What you should do:
Answer the following questions using the text on state abstractions.
(a) According to the summary, what does the framework connect concept selection to?
(b) What must effective state abstractions preserve across states?
(c) What bound on value loss does the framework give for policies that use selected concepts?

State Abstractions

Summary: Theoretical framework in reinforcement learning that connects concept selection to approximate state abstraction, enabling the identification of decision-relevant features that preserve optimal decision structure. Provides mathematical foundation for automatically selecting interpretable concepts while maintaining performance guarantees.

Overview

State abstractions serve as the theoretical backbone for concept-based reinforcement learning, establishing when and how concept representations can maintain the essential decision-making structure of the original state space. The framework addresses a fundamental challenge in Reinforcement Learning Interpretability: how to reduce complex state spaces to human-interpretable concepts without losing critical information needed for optimal decision-making.

The core principle is that effective state abstractions must preserve action-value differences across states. When states are mapped to the same concept representation, they should ideally share the same optimal action. This insight directly connects to Approximate Dynamic Programming theory, where abstraction quality is measured by how well the reduced representation maintains the underlying Markov Decision Process structure.

The mathematical foundation centers on abstraction error (ε), which quantifies how much action-value information is lost during concept-based state compression. The framework provides performance bounds showing that policies using selected concepts have value loss ≤ 2ε/(1-γ)², where γ is the discount factor. This bound guarantees that well-chosen concepts can maintain near-optimal performance while enabling interpretability.

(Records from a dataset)

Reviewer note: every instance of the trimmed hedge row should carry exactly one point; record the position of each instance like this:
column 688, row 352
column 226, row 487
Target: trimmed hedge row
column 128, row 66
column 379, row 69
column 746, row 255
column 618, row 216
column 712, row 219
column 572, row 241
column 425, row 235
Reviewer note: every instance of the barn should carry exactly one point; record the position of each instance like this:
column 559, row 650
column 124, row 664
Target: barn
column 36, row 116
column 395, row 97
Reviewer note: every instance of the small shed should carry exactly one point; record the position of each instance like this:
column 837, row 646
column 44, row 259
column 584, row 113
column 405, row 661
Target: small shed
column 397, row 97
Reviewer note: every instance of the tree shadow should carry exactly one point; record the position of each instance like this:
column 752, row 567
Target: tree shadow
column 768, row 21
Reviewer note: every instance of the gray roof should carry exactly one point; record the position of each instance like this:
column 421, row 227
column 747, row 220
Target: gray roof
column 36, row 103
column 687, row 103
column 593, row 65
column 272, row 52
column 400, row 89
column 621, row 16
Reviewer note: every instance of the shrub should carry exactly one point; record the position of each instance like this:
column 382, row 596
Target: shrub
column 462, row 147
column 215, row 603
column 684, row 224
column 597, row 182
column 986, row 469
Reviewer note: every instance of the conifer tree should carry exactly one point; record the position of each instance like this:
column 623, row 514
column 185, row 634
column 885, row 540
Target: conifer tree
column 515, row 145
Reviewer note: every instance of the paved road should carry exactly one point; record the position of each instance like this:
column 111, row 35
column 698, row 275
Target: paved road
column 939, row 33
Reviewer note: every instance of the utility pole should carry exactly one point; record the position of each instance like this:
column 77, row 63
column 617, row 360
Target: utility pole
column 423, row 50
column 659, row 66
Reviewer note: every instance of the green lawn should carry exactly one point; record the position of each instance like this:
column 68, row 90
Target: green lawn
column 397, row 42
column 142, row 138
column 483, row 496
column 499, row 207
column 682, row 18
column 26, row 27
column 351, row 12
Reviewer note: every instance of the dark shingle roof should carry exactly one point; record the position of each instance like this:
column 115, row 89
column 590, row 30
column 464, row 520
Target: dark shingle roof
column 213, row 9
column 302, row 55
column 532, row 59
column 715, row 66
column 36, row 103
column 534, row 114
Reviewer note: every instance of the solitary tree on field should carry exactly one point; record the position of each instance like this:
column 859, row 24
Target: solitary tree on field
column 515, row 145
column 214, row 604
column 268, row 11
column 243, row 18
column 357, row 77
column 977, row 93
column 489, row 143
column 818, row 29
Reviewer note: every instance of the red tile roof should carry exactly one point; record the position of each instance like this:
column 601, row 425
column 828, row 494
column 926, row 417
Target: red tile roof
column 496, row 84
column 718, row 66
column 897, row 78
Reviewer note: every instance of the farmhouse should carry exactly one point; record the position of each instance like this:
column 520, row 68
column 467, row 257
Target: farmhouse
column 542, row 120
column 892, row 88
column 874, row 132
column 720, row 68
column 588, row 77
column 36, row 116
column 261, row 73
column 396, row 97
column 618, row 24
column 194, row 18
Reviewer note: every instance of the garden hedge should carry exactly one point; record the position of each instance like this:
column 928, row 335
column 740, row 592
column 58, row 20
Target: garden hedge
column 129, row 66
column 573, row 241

Written response:
(a) Approximate state abstraction.
(b) Action-value differences.
(c) The value loss is ≤ 2ε/(1-γ)², where γ is the discount factor.